*WHAT IS ASKED*: Render the stretch of the material below from the line containing "on the glass" through its final line as a JSON list of strings, one string per line, leaving out blank lines.

******************************

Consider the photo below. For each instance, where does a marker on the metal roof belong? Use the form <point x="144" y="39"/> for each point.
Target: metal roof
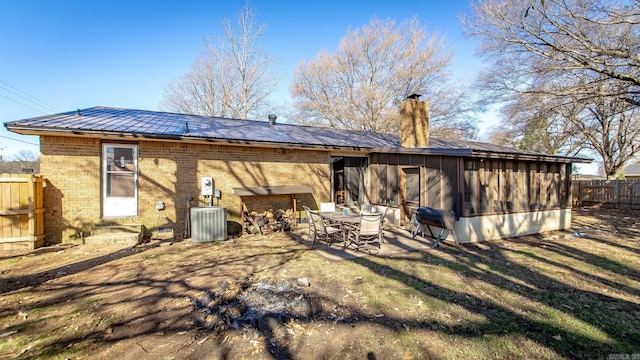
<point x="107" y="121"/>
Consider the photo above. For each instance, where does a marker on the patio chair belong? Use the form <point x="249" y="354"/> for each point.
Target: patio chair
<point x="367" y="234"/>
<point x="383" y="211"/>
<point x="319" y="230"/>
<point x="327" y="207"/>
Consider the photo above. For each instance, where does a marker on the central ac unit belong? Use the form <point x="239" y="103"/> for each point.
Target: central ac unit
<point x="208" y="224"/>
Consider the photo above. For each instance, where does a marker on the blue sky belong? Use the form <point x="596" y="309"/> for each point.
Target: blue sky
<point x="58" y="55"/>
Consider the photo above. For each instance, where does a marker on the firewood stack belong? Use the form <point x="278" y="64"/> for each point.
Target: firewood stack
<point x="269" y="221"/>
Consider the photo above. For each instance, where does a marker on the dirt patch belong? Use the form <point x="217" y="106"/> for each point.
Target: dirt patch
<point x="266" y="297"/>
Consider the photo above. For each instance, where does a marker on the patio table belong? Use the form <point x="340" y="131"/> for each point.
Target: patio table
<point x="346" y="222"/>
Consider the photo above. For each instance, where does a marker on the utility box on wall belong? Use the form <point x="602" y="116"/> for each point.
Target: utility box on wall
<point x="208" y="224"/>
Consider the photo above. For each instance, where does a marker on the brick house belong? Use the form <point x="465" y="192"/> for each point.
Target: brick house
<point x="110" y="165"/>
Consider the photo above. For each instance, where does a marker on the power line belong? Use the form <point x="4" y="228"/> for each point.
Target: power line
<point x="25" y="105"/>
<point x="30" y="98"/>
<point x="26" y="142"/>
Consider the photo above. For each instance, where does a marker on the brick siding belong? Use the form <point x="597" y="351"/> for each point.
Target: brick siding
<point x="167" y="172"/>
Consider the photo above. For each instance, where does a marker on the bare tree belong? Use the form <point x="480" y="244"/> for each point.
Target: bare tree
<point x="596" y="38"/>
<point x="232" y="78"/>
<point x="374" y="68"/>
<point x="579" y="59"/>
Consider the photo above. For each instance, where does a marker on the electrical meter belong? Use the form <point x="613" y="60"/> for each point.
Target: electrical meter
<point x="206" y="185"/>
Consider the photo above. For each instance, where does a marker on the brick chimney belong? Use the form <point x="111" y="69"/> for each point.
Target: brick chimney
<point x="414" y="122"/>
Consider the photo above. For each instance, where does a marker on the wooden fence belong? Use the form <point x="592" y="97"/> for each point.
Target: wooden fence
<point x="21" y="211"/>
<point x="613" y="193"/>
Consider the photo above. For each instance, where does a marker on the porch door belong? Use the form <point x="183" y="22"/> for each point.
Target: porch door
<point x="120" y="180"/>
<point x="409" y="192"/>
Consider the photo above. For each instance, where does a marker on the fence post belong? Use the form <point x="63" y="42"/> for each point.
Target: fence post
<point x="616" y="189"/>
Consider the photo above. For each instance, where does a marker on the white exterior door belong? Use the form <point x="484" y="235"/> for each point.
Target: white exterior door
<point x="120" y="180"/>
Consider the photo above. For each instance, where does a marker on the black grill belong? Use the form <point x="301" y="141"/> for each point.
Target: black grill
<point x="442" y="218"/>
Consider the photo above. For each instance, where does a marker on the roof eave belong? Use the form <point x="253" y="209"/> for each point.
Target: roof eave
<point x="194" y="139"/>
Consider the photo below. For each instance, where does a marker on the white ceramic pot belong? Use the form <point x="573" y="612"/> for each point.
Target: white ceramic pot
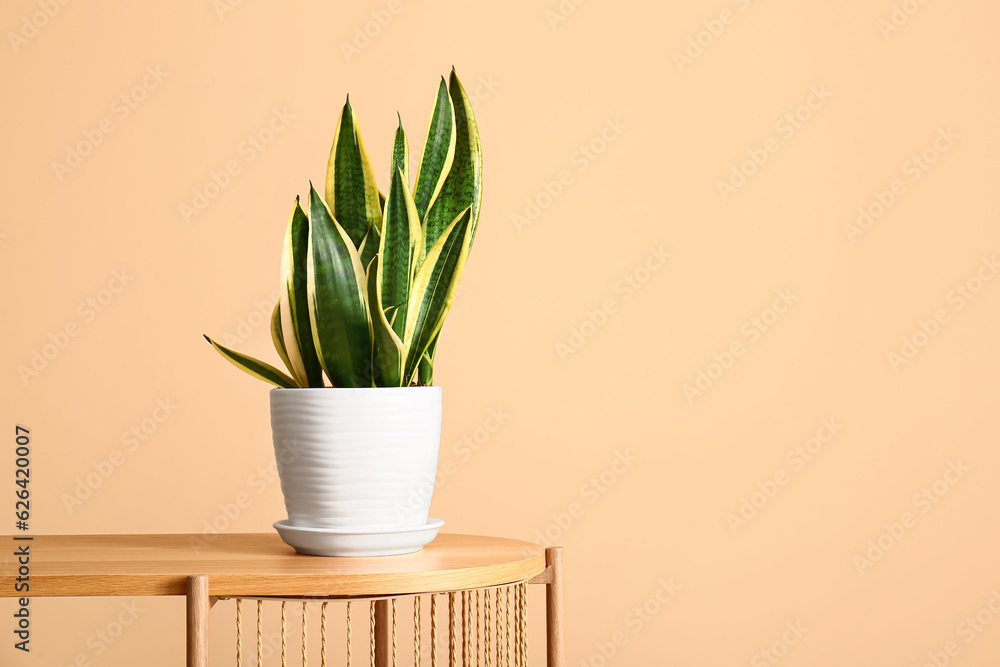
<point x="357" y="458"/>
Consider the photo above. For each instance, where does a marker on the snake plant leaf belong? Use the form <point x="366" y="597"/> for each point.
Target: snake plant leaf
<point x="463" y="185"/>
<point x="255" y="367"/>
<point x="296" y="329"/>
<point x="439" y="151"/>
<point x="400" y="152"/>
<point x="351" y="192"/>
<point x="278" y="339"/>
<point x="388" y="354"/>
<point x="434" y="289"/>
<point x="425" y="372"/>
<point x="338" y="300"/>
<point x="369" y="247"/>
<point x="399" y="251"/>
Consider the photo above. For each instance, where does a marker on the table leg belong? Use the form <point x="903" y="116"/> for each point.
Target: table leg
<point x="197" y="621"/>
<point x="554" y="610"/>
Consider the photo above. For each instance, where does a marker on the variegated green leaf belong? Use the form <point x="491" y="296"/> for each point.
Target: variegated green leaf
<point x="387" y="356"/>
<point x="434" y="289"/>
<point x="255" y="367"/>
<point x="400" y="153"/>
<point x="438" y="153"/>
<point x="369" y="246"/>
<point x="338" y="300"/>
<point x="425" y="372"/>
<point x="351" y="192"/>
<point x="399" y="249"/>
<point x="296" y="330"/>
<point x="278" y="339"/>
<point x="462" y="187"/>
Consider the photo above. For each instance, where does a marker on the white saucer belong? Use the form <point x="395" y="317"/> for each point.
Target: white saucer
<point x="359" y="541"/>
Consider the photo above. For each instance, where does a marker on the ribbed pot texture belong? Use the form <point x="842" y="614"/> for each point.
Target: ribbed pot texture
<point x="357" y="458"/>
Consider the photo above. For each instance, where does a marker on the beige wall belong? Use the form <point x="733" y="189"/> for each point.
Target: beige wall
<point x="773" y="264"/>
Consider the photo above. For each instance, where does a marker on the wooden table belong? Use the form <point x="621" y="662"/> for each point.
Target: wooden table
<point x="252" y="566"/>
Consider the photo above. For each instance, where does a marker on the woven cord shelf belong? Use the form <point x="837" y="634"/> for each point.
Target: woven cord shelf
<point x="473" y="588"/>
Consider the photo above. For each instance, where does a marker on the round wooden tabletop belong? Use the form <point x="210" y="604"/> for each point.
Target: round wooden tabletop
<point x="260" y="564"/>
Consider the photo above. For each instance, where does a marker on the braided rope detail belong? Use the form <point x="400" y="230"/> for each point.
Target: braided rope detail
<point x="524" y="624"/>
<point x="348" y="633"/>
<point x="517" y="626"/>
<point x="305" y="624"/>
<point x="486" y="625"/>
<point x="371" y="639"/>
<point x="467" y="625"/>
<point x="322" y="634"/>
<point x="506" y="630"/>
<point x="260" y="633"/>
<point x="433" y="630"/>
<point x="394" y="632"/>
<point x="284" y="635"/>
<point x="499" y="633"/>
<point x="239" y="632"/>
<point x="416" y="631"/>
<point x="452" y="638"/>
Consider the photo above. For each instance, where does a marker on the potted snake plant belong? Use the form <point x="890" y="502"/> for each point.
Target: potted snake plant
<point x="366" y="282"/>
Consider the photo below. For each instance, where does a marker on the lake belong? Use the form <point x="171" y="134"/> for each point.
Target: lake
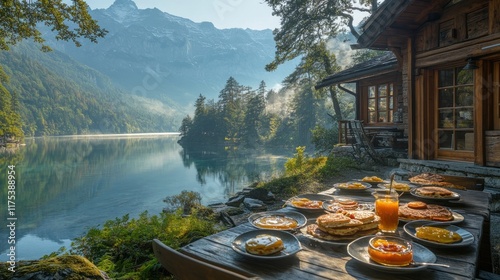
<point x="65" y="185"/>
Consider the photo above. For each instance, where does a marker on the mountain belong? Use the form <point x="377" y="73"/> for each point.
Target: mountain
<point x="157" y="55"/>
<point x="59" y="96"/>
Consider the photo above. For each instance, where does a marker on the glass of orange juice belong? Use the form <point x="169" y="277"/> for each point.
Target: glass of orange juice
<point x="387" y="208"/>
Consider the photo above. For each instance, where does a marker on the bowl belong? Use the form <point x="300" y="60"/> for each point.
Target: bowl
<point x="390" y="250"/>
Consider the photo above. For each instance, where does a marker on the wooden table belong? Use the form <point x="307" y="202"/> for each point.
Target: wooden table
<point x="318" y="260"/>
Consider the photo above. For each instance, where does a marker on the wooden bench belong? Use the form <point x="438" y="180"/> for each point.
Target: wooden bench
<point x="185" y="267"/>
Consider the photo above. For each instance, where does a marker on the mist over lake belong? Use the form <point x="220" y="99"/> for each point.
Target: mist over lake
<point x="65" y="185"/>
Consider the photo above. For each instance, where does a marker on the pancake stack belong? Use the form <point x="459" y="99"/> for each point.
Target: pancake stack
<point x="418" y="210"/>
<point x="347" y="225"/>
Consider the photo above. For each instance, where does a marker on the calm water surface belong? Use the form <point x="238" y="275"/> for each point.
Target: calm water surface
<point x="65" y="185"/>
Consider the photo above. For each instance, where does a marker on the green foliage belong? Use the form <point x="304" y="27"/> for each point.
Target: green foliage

******************************

*TASK SOLUTION*:
[
  "Consider the photo above. For each instance, where does a marker on the glass of orange juice belong? Use the form <point x=\"169\" y=\"277\"/> for each point.",
  "Target: glass of orange juice",
  "<point x=\"387\" y=\"208\"/>",
  "Consider the photo above. For each instance, where does a marker on the bowl belong? Use the form <point x=\"300\" y=\"60\"/> for each point.",
  "Target: bowl",
  "<point x=\"390\" y=\"250\"/>",
  "Consider the photo above. For each instance, where does a marker on the wooden table belong? Use the form <point x=\"307\" y=\"202\"/> for each point.",
  "Target: wooden table",
  "<point x=\"318\" y=\"260\"/>",
  "Consider the photo above. For each instance, where does a marker on the wooden bench belong? Use the form <point x=\"438\" y=\"180\"/> for each point.",
  "Target: wooden bench",
  "<point x=\"185\" y=\"267\"/>",
  "Consider the photo above. For each instance, where does a marker on the mist over lake belong? Use the form <point x=\"220\" y=\"99\"/> for each point.",
  "Target: mist over lake",
  "<point x=\"65\" y=\"185\"/>",
  "Consider the photo above. For each instance, where does a marker on the pancake stack belong? Use the form <point x=\"459\" y=\"99\"/> for each point.",
  "Target: pancake stack",
  "<point x=\"418\" y=\"210\"/>",
  "<point x=\"347\" y=\"225\"/>",
  "Consider the photo above. For each instance, where does a marker on the calm water surface belong? Use the form <point x=\"238\" y=\"275\"/> for each point.",
  "Target: calm water surface",
  "<point x=\"65\" y=\"185\"/>",
  "Consider the photo above. For each instance, where does a marker on the green foliage belong? Use the form <point x=\"304\" y=\"27\"/> for each point.",
  "Target: green foliage"
]